# Excerto do texto:
=-=-=

2ª - Nos autos foi aplicado ao arguido e impugnante uma coima que não ultrapassa um quarto (€1.250,00) da alçada fixada para os Tribunais Judiciais da Primeira Instância, pelo que nos termos do art.º 83 – nº 1 do RGIT, não seria admissível recurso do despacho em crise.
3ª - Todavia, o STA tem vindo a entender ser admissível recurso em casos justificados, com base nos fundamentos previstos no art.º 73 – nº 2 do RGCO, aplicável por força do disposto no art.º 3º - alínea b) do RGIT, quando tal se afigurar manifestamente necessário à melhoria da aplicação do direito ou à promoção da uniformidade da jurisprudência (cf. acórdãos do STA de 9/5/2012, 19/9/2012, 08/05/2013 e de 05/02/2014, proferidos nos P. 243/12, 703/12, 655/13 e 1071/13, disponíveis em www.dgsi.pt).
4ª - Ora, nos termos daquele art.º 73 – nº 2 do RGCO, poderá ser admissível recurso quando tal se afigure manifestamente necessário à melhoria da aplicação do direito ou à promoção da uniformidade da jurisprudência, que se afigura ser o caso da decisão ora recorrida.
5ª - No caso dos autos, a decisão recorrida adotou um entendimento que, a nosso ver, não tem apoio legal, pois conhecedor o Tribunal da existência neste TAF de vários recursos ou impugnações judiciais de contraordenação por ilícitos da mesma natureza e em que o arguido é o mesmo, o Tribunal recorrido deveria ter decidido qual era o processo, Juiz ou Tribunal competente para proceder ao julgamento conjunto das impugnações de coimas apresentadas, ordenando a remessa dos autos para o processo primeiramente instaurado ou solicitando o envio de todos os outros, para apensação a estes autos, caso sejam estes os instaurados em primeiro lugar.

=-=-=

# Dados fornecidos:

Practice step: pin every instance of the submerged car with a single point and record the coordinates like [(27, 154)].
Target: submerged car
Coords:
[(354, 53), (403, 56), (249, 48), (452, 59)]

=-=-=

# Tarefas a realizar:
[A] Segundo o excerto sobre o recurso da coima, em que norma do RGCO se baseia o STA para admitir recurso em casos justificados?
[B] Prossiga o excerto sobre o recurso da coima a partir da última frase apresentada.
O material provém de outra fonte.

# Respostas por tarefa:
[A] No art.º 73 – nº 2 do RGCO.

[B]
6ª - E, sendo o recurso judicial de contraordenação um misto de recurso e de julgamento de facto em primeira instância, por força do disposto no art.º 25 do CPPP, aplicável subsidiariamente por força do disposto nos artigos 41 – nº 1 do RGCO e artigo 3º - al) b) do RGIT, impõe-se a apensação de todos os recursos interpostos por este arguido, pendentes neste TAF, observando-se as normas de antiguidade previstas na al. c) do art.º 28 do CPP.
7ª - É pacifico na jurisprudência do STA que a apensação deverá também ser efetuada pelo Tribunal e sucede que neste TAF, na prática, não acontecem as referidas apensações, para julgamento do arguido num mesmo e único processo, com a invocação do disposto no art.º 267 – nº 2 e 3 do CPC, ou seja, de que a apensação deveria ter sido requerida no processo instaurado em primeiro lugar e ao qual todos os outros tenham que ser apensados - no sentido de que a apensação deve ser ordenada e efetuada pelo Tribunal, veja-se o decidido nos acórdãos do STA de 03/04/2015, proferido no P. 1396/14, de 08/04/2015, proferido no P. 75/15, de 17/06/2015, proferido no P. 137/15, de 07/10/2015, proferido no P. 645/15 e de 04/11/2015, proferido no P. 72/15, todos disponíveis em www.dgsi.pt.
8ª - Ora, é nosso entendimento que as normas do art.º 267 – nº 2 e 3 do CPC não têm aplicação no processo penal, tal como se decidiu no acórdão do TRC de 19/02/2014, proferido no P. 25/08.8FDCBR-B.C1, disponível em www.dgsi.pt e assim sendo, e porque importa que se proceda a apensação dos referidos processos, tal como entendido na jurisprudência do STA, afigura-se-nos manifestamente necessário à melhoria da aplicação do direito a admissão do presente recurso, para se aclarar se o disposto no art.º 267 – nº 2 e 3 do CPC, tem ou não aplicação no processo penal.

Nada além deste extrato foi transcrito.